*** Extract to read ***
Basic toilet facilities should be a must-have for every Filipino household, much like a mobile phone.

Health Secretary Dr. Francisco Duque III stressed the importance of having a basic toilet facility to achieve universal health, during the World Toilet Day celebration at the Department of Health (DOH) central office in Manila, on Monday (27 November 2017).

“We have more Filipinos with mobile phones than those with a functional toilet,” Duque said, citing data from the Philippine Statistics Authority (PSA). Based on official demographic data, 84 percent of households own a mobile phone while only 75 percent have improved toilet facilities that are not shared with other households in 2013.

According to the Joint Monitoring Programme for Water Supply, Sanitation and Hygiene of the World Health Organization (WHO) and the United Nations Children’s Fund (UNICEF), approximately six million Filipinos still practice open defecation, mostly in rural areas, as of 2015.

“When people living in our communities defecate in the open, in fields and waterways, our children will more likely experience frequent bouts of diarrhea, have worm infections, and grow up stunted and undernourished,” said UNICEF country representative Lotta Sylwander.

Eliminating open defecation by 2022 is one of the goals of the Philippine Health Agenda. “But giving away toilets alone will not solve our problem,” said Duque.
To address this, the DOH is implementing the Zero Open Defecation Program (ZODP). The ZODP utilizes the approaches and strategies of Community-Led Total Sanitation (CLTS). CLTS is under the umbrella concept of total sanitation that includes a range of behaviours such as stopping open defecation practices; ensuring that everyone uses a sanitary toilet, wash hands properly, handles food and water in a hygienic manner; and disposes animal and domestic waste safely to create a clean and safe environment.
*** End of Extract to read ***
*** Entries shown ***
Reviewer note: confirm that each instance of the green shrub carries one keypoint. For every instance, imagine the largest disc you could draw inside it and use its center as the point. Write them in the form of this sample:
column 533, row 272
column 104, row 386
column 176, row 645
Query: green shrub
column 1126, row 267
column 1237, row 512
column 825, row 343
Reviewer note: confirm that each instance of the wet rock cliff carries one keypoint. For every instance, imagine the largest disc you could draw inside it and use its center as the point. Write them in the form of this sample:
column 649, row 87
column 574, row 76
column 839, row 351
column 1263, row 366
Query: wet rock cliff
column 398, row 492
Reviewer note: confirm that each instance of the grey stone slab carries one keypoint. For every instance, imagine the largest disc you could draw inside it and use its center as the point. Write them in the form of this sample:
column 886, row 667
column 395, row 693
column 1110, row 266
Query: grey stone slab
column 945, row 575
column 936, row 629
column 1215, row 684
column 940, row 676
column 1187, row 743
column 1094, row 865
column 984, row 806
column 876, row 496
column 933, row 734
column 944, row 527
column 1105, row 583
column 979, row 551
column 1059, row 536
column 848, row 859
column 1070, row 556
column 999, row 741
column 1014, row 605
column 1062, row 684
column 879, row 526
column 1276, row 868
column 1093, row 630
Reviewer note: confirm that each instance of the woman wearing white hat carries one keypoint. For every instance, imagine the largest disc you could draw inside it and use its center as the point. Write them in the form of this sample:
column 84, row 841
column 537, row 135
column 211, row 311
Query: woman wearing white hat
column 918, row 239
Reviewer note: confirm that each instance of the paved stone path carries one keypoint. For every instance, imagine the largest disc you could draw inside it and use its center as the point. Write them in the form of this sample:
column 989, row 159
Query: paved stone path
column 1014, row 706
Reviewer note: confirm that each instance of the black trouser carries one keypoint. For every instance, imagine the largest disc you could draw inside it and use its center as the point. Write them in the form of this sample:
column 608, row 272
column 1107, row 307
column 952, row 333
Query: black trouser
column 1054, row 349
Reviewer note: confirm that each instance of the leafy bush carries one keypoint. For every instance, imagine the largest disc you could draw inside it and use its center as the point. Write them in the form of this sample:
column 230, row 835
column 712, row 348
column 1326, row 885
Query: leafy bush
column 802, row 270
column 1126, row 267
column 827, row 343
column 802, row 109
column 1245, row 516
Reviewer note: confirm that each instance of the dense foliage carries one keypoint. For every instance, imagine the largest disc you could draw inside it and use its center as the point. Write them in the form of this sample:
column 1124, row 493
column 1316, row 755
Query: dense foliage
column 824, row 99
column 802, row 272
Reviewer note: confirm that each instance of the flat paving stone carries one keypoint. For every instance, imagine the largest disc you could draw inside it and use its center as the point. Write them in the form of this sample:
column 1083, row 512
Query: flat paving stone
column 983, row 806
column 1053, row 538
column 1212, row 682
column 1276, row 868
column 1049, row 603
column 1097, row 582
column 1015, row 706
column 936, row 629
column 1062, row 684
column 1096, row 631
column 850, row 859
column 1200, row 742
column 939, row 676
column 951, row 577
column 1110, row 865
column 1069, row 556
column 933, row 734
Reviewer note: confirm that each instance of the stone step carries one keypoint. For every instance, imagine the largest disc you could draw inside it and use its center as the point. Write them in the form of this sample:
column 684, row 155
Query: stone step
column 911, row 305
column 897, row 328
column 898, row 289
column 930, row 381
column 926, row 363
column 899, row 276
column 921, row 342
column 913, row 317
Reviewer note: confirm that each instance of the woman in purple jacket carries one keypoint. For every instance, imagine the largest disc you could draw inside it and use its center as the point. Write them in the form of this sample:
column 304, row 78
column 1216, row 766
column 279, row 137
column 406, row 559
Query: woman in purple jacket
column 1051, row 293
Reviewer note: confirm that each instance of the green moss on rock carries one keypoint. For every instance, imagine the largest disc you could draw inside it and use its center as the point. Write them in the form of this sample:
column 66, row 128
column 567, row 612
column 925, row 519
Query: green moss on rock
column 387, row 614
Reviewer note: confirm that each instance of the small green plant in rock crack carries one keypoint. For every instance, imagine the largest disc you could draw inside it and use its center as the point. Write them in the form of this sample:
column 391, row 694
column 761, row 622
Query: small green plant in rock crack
*** End of Entries shown ***
- Assigned task 1:
Answer these from the World Toilet Day article:
(a) What percentage of households owned a mobile phone, according to the PSA data?
(b) Roughly how many Filipinos still practiced open defecation as of 2015?
(c) By what year does the Philippine Health Agenda aim to eliminate open defecation?
- Assigned task 2:
Duplicate the passage of the World Toilet Day article starting with "According to the" and going on through "representative Lotta Sylwander.".
- Assigned task 3:
List every abbreviation that the World Toilet Day article introduces in parentheses, each with its full name.
Rely on the World Toilet Day article alone.

- Exercise answer 1:
(a) 84 percent
(b) Approximately six million
(c) 2022

- Exercise answer 2:
According to the Joint Monitoring Programme for Water Supply, Sanitation and Hygiene of the World Health Organization (WHO) and the United Nations Children’s Fund (UNICEF), approximately six million Filipinos still practice open defecation, mostly in rural areas, as of 2015.

“When people living in our communities defecate in the open, in fields and waterways, our children will more likely experience frequent bouts of diarrhea, have worm infections, and grow up stunted and undernourished,” said UNICEF country representative Lotta Sylwander.

- Exercise answer 3:
DOH: Department of Health
PSA: Philippine Statistics Authority
WHO: World Health Organization
UNICEF: United Nations Children's Fund
ZODP: Zero Open Defecation Program
CLTS: Community-Led Total Sanitation